*Written exercise*.
Print every line of the material below, changing nothing.

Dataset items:
----------

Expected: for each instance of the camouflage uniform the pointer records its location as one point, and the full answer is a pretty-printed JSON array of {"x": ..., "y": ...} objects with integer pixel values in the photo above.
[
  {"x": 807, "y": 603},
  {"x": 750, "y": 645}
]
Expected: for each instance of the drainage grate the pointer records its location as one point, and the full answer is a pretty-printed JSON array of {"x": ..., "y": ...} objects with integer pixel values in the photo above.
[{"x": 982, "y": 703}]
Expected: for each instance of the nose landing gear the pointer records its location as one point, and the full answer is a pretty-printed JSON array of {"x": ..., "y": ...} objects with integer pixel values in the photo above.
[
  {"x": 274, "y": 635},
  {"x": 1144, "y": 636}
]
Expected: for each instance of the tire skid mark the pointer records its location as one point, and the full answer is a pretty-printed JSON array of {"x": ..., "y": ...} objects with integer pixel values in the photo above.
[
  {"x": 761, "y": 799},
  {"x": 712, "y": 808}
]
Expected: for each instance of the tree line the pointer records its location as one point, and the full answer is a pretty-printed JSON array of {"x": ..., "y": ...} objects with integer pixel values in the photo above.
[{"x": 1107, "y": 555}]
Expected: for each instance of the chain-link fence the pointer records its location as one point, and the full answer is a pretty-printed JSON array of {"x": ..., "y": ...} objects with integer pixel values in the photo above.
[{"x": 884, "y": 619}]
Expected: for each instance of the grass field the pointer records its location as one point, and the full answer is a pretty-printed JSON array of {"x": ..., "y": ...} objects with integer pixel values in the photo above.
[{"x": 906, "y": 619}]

----------

*Written answer*.
Expected: for each instance of the camouflage uniform the pointer records its location as one point, and the full answer is a pretty-printed JSON array of {"x": ..., "y": ...} objects with integer pixel values in the photo above.
[
  {"x": 807, "y": 603},
  {"x": 750, "y": 645}
]
Expected: for each instance of the drainage grate the pointer records its location as one point, and the full answer is a pretty-printed JSON array of {"x": ..., "y": ...} objects with integer pixel values in the photo above.
[{"x": 982, "y": 703}]
Expected: for each instance of the nose landing gear the pointer records its location as one point, and the full answer is a pretty-printed JSON array of {"x": ..., "y": ...} objects with integer pixel values in the photo above.
[
  {"x": 274, "y": 635},
  {"x": 1144, "y": 636}
]
Expected: for each instance of the tire skid mark the pointer records its location as one point, and the full answer is a pretty-printed JSON array of {"x": ..., "y": ...} objects with integer pixel values in the photo above.
[
  {"x": 761, "y": 799},
  {"x": 712, "y": 808}
]
Expected: for each instance of the tree line the pointer records its location as one point, and the full answer is a pretty-printed JSON array of {"x": ..., "y": ...} objects with integer pixel values in the photo above.
[{"x": 1107, "y": 555}]
Expected: for each instance of the chain-link fence the pointer records its location as one point, and the full answer is a pretty-printed JSON array of {"x": ..., "y": ...} objects with integer pixel values in the photo above.
[{"x": 884, "y": 619}]
Expected: for each instance of the grass field the pointer records its location as one point, and the full answer is a pretty-printed JSON array of {"x": ..., "y": ...} objects with integer pixel values in the photo above.
[{"x": 906, "y": 619}]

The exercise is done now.